| WRITTEN TASK |
Rewrite the listing below with "wooden privacy fence" changed to "wooden board fence" and every other line left as is. Leave out the pictures.

Point annotation data:

◆ ◆ ◆ ◆

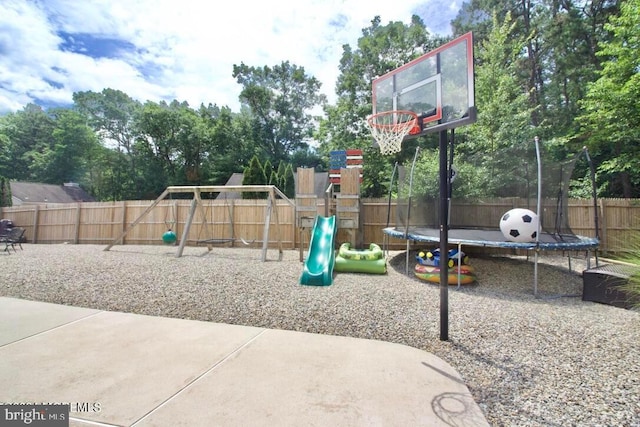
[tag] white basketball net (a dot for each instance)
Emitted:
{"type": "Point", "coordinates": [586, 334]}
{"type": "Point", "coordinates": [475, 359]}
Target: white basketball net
{"type": "Point", "coordinates": [389, 129]}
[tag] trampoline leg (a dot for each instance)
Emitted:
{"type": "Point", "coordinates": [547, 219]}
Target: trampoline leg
{"type": "Point", "coordinates": [535, 274]}
{"type": "Point", "coordinates": [406, 266]}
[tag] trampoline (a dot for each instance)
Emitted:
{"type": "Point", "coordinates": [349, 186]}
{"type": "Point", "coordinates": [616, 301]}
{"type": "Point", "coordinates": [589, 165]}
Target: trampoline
{"type": "Point", "coordinates": [417, 209]}
{"type": "Point", "coordinates": [495, 239]}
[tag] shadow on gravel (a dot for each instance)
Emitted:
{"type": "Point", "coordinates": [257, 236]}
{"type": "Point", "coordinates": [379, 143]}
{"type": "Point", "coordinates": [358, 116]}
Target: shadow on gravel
{"type": "Point", "coordinates": [511, 278]}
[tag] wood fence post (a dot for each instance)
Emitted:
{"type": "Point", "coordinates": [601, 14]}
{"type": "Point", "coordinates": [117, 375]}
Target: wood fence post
{"type": "Point", "coordinates": [603, 225]}
{"type": "Point", "coordinates": [76, 231]}
{"type": "Point", "coordinates": [36, 212]}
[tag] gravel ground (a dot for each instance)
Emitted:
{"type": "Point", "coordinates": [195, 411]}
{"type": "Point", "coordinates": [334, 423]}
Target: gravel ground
{"type": "Point", "coordinates": [554, 360]}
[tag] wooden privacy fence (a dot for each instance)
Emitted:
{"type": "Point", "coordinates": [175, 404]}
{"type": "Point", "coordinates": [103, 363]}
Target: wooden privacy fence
{"type": "Point", "coordinates": [235, 219]}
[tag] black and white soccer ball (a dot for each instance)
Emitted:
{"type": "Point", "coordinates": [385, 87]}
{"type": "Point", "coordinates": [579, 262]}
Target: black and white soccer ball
{"type": "Point", "coordinates": [519, 225]}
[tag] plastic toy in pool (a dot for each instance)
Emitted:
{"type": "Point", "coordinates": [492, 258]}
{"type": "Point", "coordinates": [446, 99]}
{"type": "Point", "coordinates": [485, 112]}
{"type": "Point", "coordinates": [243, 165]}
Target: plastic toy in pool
{"type": "Point", "coordinates": [369, 260]}
{"type": "Point", "coordinates": [432, 258]}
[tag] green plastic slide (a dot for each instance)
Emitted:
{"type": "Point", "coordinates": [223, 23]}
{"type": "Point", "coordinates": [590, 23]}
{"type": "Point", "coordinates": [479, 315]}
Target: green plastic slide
{"type": "Point", "coordinates": [318, 267]}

◆ ◆ ◆ ◆

| SOLUTION FOR THIS TASK |
[tag] white basketball net (a dot for each instance)
Emitted:
{"type": "Point", "coordinates": [586, 334]}
{"type": "Point", "coordinates": [475, 359]}
Target: white basketball net
{"type": "Point", "coordinates": [389, 129]}
[tag] trampoline leg (a dot for each instance)
Emitted:
{"type": "Point", "coordinates": [547, 219]}
Target: trampoline leg
{"type": "Point", "coordinates": [535, 274]}
{"type": "Point", "coordinates": [406, 266]}
[tag] trampoline (a dot for each instance)
Emitted:
{"type": "Point", "coordinates": [349, 186]}
{"type": "Point", "coordinates": [616, 301]}
{"type": "Point", "coordinates": [589, 165]}
Target: trampoline
{"type": "Point", "coordinates": [417, 209]}
{"type": "Point", "coordinates": [495, 239]}
[tag] shadow on gravel (a dot for each instance)
Emitted:
{"type": "Point", "coordinates": [257, 236]}
{"type": "Point", "coordinates": [379, 143]}
{"type": "Point", "coordinates": [358, 116]}
Target: shadow on gravel
{"type": "Point", "coordinates": [511, 278]}
[tag] wood fence post (a dot for each instance)
Emitted:
{"type": "Point", "coordinates": [601, 14]}
{"type": "Point", "coordinates": [117, 375]}
Target: wood fence post
{"type": "Point", "coordinates": [603, 225]}
{"type": "Point", "coordinates": [76, 231]}
{"type": "Point", "coordinates": [36, 212]}
[tag] gravel ground (a dot for each instance)
Emitted:
{"type": "Point", "coordinates": [195, 411]}
{"type": "Point", "coordinates": [334, 423]}
Target: gravel ground
{"type": "Point", "coordinates": [554, 360]}
[tag] wooden board fence (a dot for each instance)
Emitted:
{"type": "Point", "coordinates": [175, 404]}
{"type": "Point", "coordinates": [103, 363]}
Target: wooden board fence
{"type": "Point", "coordinates": [235, 219]}
[tag] black and white soccer ball (a dot for each instance)
Emitted:
{"type": "Point", "coordinates": [385, 87]}
{"type": "Point", "coordinates": [579, 262]}
Target: black and white soccer ball
{"type": "Point", "coordinates": [519, 225]}
[tag] plastic toy in pool (a dot for each instance)
Emitted:
{"type": "Point", "coordinates": [492, 258]}
{"type": "Point", "coordinates": [446, 99]}
{"type": "Point", "coordinates": [485, 112]}
{"type": "Point", "coordinates": [243, 165]}
Target: plastic toy in pool
{"type": "Point", "coordinates": [369, 260]}
{"type": "Point", "coordinates": [432, 258]}
[tag] green plastic slide (a dot for each instance)
Emitted:
{"type": "Point", "coordinates": [223, 23]}
{"type": "Point", "coordinates": [590, 23]}
{"type": "Point", "coordinates": [479, 315]}
Target: green plastic slide
{"type": "Point", "coordinates": [318, 267]}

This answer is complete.